Crude price slump jumbles company rankings
Many that depend on production of oil and natural gas descend, while those that don’t come out ahead
THE oil bust is shaking up the pecking order of Houston’s elite companies, elevating those with less exposure to unstable prices for the region’s milk and honey — oil and gas.
Electricity providers, pipeline operators, a major auto dealer and a mattress company took winning scores on this year’s Houston Chronicle 100 list of top-performing public companies.
Meanwhile, many of the oil producers that speckled the top of last year’s list have fallen, nursing their wounds after the deep oil downturn began last summer. Economists say the fallout could be felt throughout the corporate ecosystem. But that’s not to say Houston’s star faded all that much last year.
“There may be some shortcomings, but I think you’re still going to see Houston be a dominant player,” said David Zalman, CEO of Houstonbased Prosperity Bank, whose holding company, Prosperity Bancshares, ranked No. 48 on the list. “I’m really optimistic about it. What happened may not be all bad for Texas. It makes things more stable.”
The Chronicle 100 ranking, tabulated by S&P Capital IQ, is based on four financial metrics from 2014: total revenue, revenue growth, earnings-pershare growth and one-year total returns to shareholders.
The data show that, collectively, the 100 best-performing companies in Houston amassed 7 percent more revenue than they did in 2013, even with the sudden collapse of oil prices weighing on their balance sheets in the second half of 2014.
Pipelines and power lines
In a remarkable climb from dead last to the No. 1 spot on the list this year, power generator Calpine Corp. proved that a mix of corporate pruning and providence in the form of cheap natural gas can be a power- ful combination. Its earnings soared. And electric rivals NRG Energy and CenterPoint Energy joined it in the Top 10, coming in at No. 4 and No. 9.
Nine energy infrastructure companies, including the No. 2 Targa Resources Corp. and No. 3 Enbridge Energy Partners, landed among the top 30 companies on the list, buoyed by a fee-based business model that doesn’t fluctuate with energy prices. Car dealership owner Group 1 Automotive, with a boost from cheap gasoline, climbed up 20 spots to land at No. 29 on the list.
“You’re seeing an interesting diversification in the energy sector,” said Praveen Kumar, a University of Houston finance professor.
‘Much more exposed’
Regulated power markets, he said, have kept electricity companies stable, and infrastructure companies will collect fees for pipelines and terminals, no matter what the price is for oil or gas. The companies that pump oil out of the ground, however, “are much more exposed to prices, and are much more risky because the prices are outside of anyone’s control.”
NRG and Calpine, though they do business in Texas’ deregulated market, also have assets in other more regulated regions across the U.S.

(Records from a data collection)
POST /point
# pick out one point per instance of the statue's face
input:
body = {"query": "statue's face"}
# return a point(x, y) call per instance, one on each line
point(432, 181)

Objectives
A – According to the article on Houston company rankings, which company climbed from last place to the No. 1 spot on this year's list?
B – Rewrite the paragraph of the article on Houston company rankings that begins "Nine energy infrastructure companies" as a short bulleted list that keeps its main facts.

Results for the exercise
A – Calpine Corp.

B –
- Nine energy infrastructure companies placed among the top 30, including No. 2 Targa Resources Corp. and No. 3 Enbridge Energy Partners.
- A fee-based business model that doesn't fluctuate with energy prices lifted them.
- Group 1 Automotive, a car dealership owner helped by cheap gasoline, rose 20 spots to No. 29.